Required action ::
Please output exactly the lines from the one containing "Can you find the white rope" through the end of the records below, leaving out any pictures.

[The records]

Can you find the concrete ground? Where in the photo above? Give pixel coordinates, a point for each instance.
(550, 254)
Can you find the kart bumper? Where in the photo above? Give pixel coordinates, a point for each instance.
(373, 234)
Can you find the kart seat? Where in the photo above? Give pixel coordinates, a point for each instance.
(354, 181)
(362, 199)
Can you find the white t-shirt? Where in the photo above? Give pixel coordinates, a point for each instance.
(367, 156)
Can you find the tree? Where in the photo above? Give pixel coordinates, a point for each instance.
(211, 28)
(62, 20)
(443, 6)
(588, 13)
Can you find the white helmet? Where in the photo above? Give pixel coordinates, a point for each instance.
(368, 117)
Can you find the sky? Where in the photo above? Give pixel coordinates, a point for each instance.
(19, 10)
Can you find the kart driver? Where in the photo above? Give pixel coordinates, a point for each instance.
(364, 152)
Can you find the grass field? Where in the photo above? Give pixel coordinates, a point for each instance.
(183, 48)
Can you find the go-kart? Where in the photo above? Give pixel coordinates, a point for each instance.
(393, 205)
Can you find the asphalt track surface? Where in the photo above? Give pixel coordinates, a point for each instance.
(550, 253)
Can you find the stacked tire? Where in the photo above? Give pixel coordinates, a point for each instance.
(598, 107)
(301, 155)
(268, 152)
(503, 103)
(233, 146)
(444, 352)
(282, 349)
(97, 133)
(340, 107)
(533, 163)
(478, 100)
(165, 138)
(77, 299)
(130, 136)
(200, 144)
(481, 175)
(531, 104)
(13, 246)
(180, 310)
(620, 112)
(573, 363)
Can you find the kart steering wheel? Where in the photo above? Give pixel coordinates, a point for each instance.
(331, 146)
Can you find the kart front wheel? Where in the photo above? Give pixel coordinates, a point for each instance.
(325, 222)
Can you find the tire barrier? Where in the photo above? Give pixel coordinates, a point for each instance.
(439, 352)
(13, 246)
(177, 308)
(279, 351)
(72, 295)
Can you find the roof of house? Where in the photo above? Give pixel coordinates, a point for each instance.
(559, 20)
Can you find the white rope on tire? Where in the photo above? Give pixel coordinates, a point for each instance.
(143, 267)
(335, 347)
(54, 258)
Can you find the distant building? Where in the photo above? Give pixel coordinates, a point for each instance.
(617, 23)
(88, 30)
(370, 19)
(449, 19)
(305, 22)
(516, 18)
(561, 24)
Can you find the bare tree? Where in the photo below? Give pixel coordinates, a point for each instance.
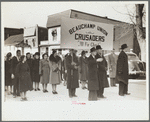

[/The records]

Answer to this problem ::
Can you find the white rope on tire? Where in the photo above? Give pixel coordinates, a point for each instance.
(143, 267)
(335, 347)
(54, 258)
Can you find the distant building? Where in the photo above? Give pixel coordinates, a point for each instance.
(617, 23)
(88, 30)
(370, 19)
(449, 19)
(305, 22)
(516, 18)
(561, 24)
Can you find the bare tree? Where in the photo below? Give pixel coordinates, a point for each instance.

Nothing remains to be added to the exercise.